Рабочий процесс, с помощью которого Джилл Фридман освобождала меня от стальных вериг надвигающейся тьмы, был одновременно принудительным, бросающим вызов, приносящим озарение, но никогда — угрожающим или таинственным. Мне казалось, что я как бы сижу на тропинке, поросшей терниями, которые обволакивают меня, оставляя мне мучительную роль свидетеля сужения круга выбора. И теперь Джилл стоит надо мной, энергично расчищая заросли, чтобы я смогла увидеть дорогу, которую мне стоит выбрать. Она открыла для меня возможности выбора, и возможности стали действительно моими, ждущими моего решения. Она контролирует меня, как бы спрашивая: “Куда бы мы могли отправиться?” Если я оказываюсь в тупике, она может сказать: “Тебе не кажется, что мы могли бы пойти сюда... или туда?” И я вольна согласиться или отказаться. Временами, в ходе этого путешествия, я могу присесть и рассказать историю или просто спокойно отдохнуть, поскольку путь может быть утомительным. И я постоянно поражаюсь и восхищаюсь тем, что она рядом со мной каждым ударом своего сердца. Глаза в глаза.

Я начала разворачивать процесс исцеления.

Теперь я пытаюсь увидеть, как насилие может существовать вне меня. Не обольщайтесь, это лишь суть. На самом деле, я вытягиваю тьму насилия ИЗ СЕБЯ.

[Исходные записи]
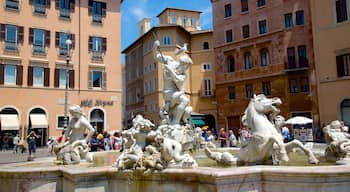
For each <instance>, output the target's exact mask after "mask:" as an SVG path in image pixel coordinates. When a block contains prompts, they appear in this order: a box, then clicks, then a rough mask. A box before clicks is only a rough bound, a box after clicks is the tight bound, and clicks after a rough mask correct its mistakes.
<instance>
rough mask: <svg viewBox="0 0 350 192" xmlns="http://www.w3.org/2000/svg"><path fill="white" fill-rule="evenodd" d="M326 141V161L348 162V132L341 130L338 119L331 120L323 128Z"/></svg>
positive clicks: (347, 163) (337, 163) (342, 127)
mask: <svg viewBox="0 0 350 192" xmlns="http://www.w3.org/2000/svg"><path fill="white" fill-rule="evenodd" d="M323 132H324V135H325V138H326V141H327V147H326V149H325V157H326V160H328V161H337V164H349V163H350V139H349V138H350V134H348V133H347V132H345V131H344V130H343V125H342V124H341V122H340V121H339V120H335V121H332V122H331V123H330V124H329V125H327V126H325V127H324V128H323Z"/></svg>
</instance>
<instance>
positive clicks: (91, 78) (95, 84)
mask: <svg viewBox="0 0 350 192" xmlns="http://www.w3.org/2000/svg"><path fill="white" fill-rule="evenodd" d="M89 73H90V75H89V88H90V89H91V88H102V89H106V88H107V86H106V83H107V73H106V72H104V71H97V70H96V71H90V72H89Z"/></svg>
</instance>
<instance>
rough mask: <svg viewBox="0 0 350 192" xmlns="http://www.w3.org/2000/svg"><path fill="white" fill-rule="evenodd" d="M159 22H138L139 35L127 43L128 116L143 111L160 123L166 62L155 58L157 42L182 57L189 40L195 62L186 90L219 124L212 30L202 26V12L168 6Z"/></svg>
mask: <svg viewBox="0 0 350 192" xmlns="http://www.w3.org/2000/svg"><path fill="white" fill-rule="evenodd" d="M157 17H158V18H159V24H158V25H157V26H155V27H152V28H151V27H150V25H149V23H148V22H150V20H149V19H143V20H142V21H141V22H139V23H138V25H139V27H138V29H139V31H140V32H141V33H140V34H139V37H138V38H137V39H136V40H135V41H134V42H133V43H132V44H131V45H130V46H129V47H127V48H126V49H125V50H124V51H123V53H124V54H125V57H126V59H125V61H126V66H125V75H126V90H127V91H126V120H127V121H129V123H130V121H131V119H132V117H133V116H134V115H136V114H139V113H140V114H143V115H144V116H145V117H146V118H148V119H150V120H152V121H153V122H154V123H156V124H158V123H159V110H160V108H161V107H163V95H162V89H163V70H162V68H163V66H161V64H158V63H157V62H156V61H155V60H154V58H153V53H152V49H153V43H154V41H155V40H156V39H158V40H159V41H160V44H161V51H162V54H163V55H169V56H172V57H173V58H174V59H175V60H178V58H177V56H176V55H175V53H176V52H177V50H178V49H179V46H183V44H184V43H186V44H187V45H188V46H187V48H188V50H189V55H190V56H191V58H192V60H193V65H192V66H191V67H190V68H189V70H188V77H187V80H186V82H185V92H186V95H187V96H188V97H189V99H190V105H191V106H192V107H193V111H194V112H196V113H201V114H205V115H207V116H208V117H209V118H210V119H211V121H210V122H211V123H210V124H212V125H210V126H211V127H213V128H215V120H216V105H215V97H214V95H215V65H214V57H213V44H212V43H213V41H212V39H213V38H212V31H210V30H209V31H208V30H200V23H199V19H200V12H198V11H193V10H183V9H174V8H166V9H164V10H163V11H162V12H161V13H160V14H159V15H158V16H157Z"/></svg>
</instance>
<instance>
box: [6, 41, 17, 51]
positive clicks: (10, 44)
mask: <svg viewBox="0 0 350 192" xmlns="http://www.w3.org/2000/svg"><path fill="white" fill-rule="evenodd" d="M17 49H18V45H17V43H16V42H8V41H7V42H5V50H7V51H17Z"/></svg>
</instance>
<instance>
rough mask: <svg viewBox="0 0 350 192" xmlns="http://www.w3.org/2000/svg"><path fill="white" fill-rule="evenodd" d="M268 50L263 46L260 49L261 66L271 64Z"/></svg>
mask: <svg viewBox="0 0 350 192" xmlns="http://www.w3.org/2000/svg"><path fill="white" fill-rule="evenodd" d="M268 57H269V56H268V50H267V49H266V48H263V49H261V50H260V66H262V67H265V66H267V65H268V64H269V59H268Z"/></svg>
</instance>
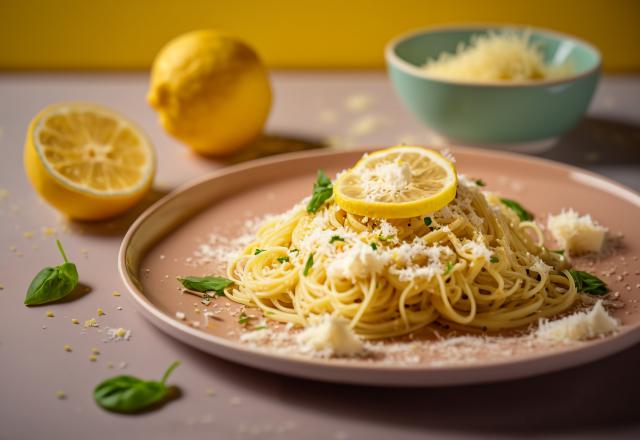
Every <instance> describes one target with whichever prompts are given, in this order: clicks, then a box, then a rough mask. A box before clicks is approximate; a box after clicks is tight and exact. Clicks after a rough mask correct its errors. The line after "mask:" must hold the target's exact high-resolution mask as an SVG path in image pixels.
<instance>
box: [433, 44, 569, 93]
mask: <svg viewBox="0 0 640 440" xmlns="http://www.w3.org/2000/svg"><path fill="white" fill-rule="evenodd" d="M529 37H530V35H529V33H528V32H525V33H520V32H502V33H495V32H489V33H487V34H478V35H473V36H472V37H471V41H470V43H469V45H468V46H467V45H465V44H464V43H460V44H459V45H458V48H457V49H456V53H455V54H451V53H448V52H443V53H441V54H440V55H439V56H438V58H437V59H435V60H434V59H429V60H427V62H426V64H425V65H424V66H423V67H422V70H423V71H424V72H425V73H428V74H429V75H431V76H435V77H438V78H442V79H449V80H460V81H474V82H495V81H510V82H518V81H531V80H541V79H554V78H562V77H566V76H568V75H569V74H571V68H570V66H569V65H568V64H567V63H563V64H561V65H558V66H550V65H547V64H546V63H545V60H544V55H543V53H542V50H541V48H540V46H539V45H537V44H534V43H532V42H531V41H530V38H529Z"/></svg>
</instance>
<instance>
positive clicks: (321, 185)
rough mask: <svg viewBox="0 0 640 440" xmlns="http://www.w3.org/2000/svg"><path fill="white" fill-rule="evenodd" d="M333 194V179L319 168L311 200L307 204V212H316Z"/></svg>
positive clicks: (313, 185)
mask: <svg viewBox="0 0 640 440" xmlns="http://www.w3.org/2000/svg"><path fill="white" fill-rule="evenodd" d="M332 195H333V185H332V184H331V179H329V178H328V177H327V175H326V174H325V173H324V171H322V170H318V175H317V177H316V181H315V183H314V184H313V190H312V192H311V200H309V204H307V212H316V211H317V210H318V209H319V208H320V206H322V204H323V203H324V202H325V201H327V200H328V199H329V198H331V196H332Z"/></svg>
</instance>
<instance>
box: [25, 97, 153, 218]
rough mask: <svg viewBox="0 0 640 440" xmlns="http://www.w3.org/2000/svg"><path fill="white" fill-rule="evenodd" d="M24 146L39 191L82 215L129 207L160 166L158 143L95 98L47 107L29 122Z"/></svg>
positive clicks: (104, 215)
mask: <svg viewBox="0 0 640 440" xmlns="http://www.w3.org/2000/svg"><path fill="white" fill-rule="evenodd" d="M24 151H25V154H24V157H25V169H26V172H27V175H28V177H29V180H30V181H31V184H32V185H33V186H34V188H35V189H36V191H37V192H38V193H39V194H40V195H41V196H42V197H43V198H44V199H45V200H47V201H48V202H49V203H50V204H51V205H53V206H54V207H55V208H57V209H58V210H60V211H62V212H63V213H64V214H66V215H68V216H70V217H72V218H76V219H82V220H99V219H104V218H108V217H111V216H114V215H117V214H119V213H121V212H123V211H125V210H127V209H128V208H130V207H131V206H132V205H133V204H135V203H136V202H137V201H138V200H139V199H140V198H141V197H142V196H143V195H144V194H145V193H146V192H147V190H148V189H149V187H150V185H151V183H152V181H153V175H154V172H155V163H154V162H155V158H154V152H153V148H152V146H151V143H150V142H149V141H148V140H147V138H146V136H145V135H144V134H143V133H142V131H141V130H140V129H139V128H137V127H136V126H135V125H134V124H133V123H132V122H131V121H129V120H127V119H126V118H125V117H124V116H122V115H120V114H118V113H116V112H114V111H113V110H110V109H107V108H105V107H102V106H97V105H95V104H88V103H66V104H55V105H52V106H49V107H47V108H45V109H44V110H43V111H42V112H40V113H39V114H38V115H37V116H36V117H35V118H34V119H33V120H32V122H31V124H30V126H29V130H28V132H27V139H26V142H25V149H24Z"/></svg>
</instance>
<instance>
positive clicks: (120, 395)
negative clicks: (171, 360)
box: [93, 361, 180, 413]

**ВАШИ ЗАДАНИЯ:**
1. Согласуются ли с отрывком следующие утверждения? Для каждого ответьте «да» или «нет» и приведите точную цитату из отрывка, которая это решает. (a) Рабочий процесс Джилл Фридман назван в отрывке угрожающим. (b) В отрывке сказано, что путь может быть утомительным. (c) На предложения Джилл можно согласиться или отказаться.
2. Приведите все строки записей, где встречается слово "after".

**ОТВЕТЫ ПО ЗАДАНИЯМ:**
1.
(a) Нет: «но никогда — угрожающим или таинственным».
(b) Да: «поскольку путь может быть утомительным».
(c) Да: «И я вольна согласиться или отказаться».

2.
For each <instance>, output the target's exact mask after "mask:" as an SVG path in image pixel coordinates. When a block contains prompts, they appear in this order: a box, then clicks, then a rough mask. A box before clicks is only a rough bound, a box after clicks is the tight bound, and clicks after a rough mask correct its mistakes.
Every <instance> describes one target with whichever prompts are given, in this order: clicks, then a box, then a rough mask. A box before clicks is approximate; a box after clicks is tight and exact. Clicks after a rough mask correct its errors. The line after "mask:" must hold the target's exact high-resolution mask as an SVG path in image pixels.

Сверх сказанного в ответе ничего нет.